**Records for the exercise**
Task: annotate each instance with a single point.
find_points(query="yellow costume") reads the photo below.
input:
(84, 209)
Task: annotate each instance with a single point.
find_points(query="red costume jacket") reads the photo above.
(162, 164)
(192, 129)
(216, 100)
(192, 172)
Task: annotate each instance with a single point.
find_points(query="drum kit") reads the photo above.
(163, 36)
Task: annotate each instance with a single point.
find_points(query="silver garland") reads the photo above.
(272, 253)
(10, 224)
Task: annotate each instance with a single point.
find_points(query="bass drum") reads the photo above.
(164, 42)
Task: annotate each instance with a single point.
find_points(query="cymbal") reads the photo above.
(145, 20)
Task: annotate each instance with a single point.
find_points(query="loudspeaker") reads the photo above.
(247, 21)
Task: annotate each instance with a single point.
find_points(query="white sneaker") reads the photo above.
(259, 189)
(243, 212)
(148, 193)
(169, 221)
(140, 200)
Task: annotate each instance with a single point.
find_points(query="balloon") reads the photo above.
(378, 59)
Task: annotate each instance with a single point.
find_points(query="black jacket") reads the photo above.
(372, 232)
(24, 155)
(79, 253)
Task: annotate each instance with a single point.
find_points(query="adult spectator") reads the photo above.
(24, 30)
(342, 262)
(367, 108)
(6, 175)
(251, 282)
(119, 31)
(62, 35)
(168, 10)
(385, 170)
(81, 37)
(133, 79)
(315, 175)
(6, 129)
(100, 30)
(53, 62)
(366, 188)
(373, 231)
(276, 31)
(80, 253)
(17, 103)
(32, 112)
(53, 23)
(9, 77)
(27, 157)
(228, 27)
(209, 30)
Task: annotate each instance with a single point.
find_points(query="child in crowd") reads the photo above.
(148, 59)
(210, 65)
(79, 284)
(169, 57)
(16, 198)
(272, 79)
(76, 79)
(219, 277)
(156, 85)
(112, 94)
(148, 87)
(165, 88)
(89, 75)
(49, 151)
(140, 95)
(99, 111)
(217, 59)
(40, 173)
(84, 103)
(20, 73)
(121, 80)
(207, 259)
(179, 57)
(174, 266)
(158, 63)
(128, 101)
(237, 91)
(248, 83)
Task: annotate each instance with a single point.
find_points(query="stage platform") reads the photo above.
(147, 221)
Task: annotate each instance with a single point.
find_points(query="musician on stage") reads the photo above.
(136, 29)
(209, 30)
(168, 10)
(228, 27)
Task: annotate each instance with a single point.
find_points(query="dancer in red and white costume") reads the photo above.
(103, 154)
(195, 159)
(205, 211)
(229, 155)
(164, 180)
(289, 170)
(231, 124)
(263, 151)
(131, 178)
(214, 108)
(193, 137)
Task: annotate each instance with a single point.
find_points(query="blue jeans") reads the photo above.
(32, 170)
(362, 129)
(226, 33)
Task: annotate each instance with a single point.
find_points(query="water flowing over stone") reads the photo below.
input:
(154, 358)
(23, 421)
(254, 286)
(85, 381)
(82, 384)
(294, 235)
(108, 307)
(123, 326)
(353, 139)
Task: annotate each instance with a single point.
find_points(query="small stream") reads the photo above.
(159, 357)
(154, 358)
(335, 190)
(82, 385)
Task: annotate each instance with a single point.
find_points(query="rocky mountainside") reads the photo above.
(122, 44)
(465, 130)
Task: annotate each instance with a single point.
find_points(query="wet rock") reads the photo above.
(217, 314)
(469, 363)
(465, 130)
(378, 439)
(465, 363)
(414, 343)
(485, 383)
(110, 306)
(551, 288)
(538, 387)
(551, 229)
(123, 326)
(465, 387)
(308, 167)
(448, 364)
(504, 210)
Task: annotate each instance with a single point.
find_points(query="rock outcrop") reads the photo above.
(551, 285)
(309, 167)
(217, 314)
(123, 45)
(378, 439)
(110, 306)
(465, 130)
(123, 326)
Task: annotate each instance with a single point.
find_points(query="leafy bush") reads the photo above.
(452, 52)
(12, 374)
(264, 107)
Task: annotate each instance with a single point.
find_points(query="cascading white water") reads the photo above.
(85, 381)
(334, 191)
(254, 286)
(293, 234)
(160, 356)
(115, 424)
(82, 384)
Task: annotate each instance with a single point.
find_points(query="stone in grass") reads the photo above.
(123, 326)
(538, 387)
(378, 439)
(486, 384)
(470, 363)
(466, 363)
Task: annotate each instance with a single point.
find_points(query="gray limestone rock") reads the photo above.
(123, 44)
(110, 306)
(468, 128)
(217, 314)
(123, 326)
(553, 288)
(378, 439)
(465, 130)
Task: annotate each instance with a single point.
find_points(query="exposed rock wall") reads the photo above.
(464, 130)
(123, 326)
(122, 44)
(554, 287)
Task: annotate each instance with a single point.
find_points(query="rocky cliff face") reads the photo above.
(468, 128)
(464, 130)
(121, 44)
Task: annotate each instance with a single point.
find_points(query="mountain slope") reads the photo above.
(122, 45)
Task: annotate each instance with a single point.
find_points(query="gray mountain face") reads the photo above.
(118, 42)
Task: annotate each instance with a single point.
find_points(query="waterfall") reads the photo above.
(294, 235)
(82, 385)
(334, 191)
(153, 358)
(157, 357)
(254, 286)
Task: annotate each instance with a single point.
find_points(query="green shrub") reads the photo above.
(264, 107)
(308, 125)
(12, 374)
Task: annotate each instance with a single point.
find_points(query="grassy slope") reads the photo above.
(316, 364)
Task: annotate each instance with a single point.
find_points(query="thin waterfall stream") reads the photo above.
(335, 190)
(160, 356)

...

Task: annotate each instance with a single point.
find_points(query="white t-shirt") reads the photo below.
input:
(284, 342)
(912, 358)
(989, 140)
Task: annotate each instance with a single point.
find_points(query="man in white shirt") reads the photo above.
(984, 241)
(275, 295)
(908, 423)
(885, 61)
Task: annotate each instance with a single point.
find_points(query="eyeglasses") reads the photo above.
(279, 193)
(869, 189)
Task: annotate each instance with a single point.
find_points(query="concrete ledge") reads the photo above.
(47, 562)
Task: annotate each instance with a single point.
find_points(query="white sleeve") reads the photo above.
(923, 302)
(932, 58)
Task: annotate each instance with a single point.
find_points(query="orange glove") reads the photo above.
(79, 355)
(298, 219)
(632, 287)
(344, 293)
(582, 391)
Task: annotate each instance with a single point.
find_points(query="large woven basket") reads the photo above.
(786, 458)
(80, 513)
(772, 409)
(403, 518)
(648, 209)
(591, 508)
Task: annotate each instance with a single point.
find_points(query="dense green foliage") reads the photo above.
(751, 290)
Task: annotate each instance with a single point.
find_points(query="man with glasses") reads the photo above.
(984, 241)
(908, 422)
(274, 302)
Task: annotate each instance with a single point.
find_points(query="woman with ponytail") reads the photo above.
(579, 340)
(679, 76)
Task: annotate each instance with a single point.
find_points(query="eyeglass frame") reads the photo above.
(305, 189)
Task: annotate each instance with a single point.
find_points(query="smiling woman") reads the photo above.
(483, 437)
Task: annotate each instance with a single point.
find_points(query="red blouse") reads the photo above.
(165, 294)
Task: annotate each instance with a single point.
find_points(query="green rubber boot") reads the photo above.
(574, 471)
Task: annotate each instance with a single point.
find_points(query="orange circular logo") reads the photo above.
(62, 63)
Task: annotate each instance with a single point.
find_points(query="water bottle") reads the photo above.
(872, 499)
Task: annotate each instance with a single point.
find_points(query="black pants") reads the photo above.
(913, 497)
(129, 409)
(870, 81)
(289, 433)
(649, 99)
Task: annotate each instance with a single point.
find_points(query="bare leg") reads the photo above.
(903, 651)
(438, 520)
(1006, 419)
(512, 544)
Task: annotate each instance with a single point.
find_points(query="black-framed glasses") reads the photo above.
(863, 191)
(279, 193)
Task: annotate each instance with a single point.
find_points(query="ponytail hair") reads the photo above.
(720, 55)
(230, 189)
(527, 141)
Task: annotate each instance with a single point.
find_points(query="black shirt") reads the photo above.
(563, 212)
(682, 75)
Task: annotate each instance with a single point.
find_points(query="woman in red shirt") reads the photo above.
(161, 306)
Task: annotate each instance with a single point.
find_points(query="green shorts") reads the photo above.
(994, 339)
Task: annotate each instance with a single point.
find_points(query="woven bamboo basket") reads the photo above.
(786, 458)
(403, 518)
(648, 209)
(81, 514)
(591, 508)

**Your objective**
Report how many lines of the records contain the string "face", counting case. Give only the number.

**Answer**
2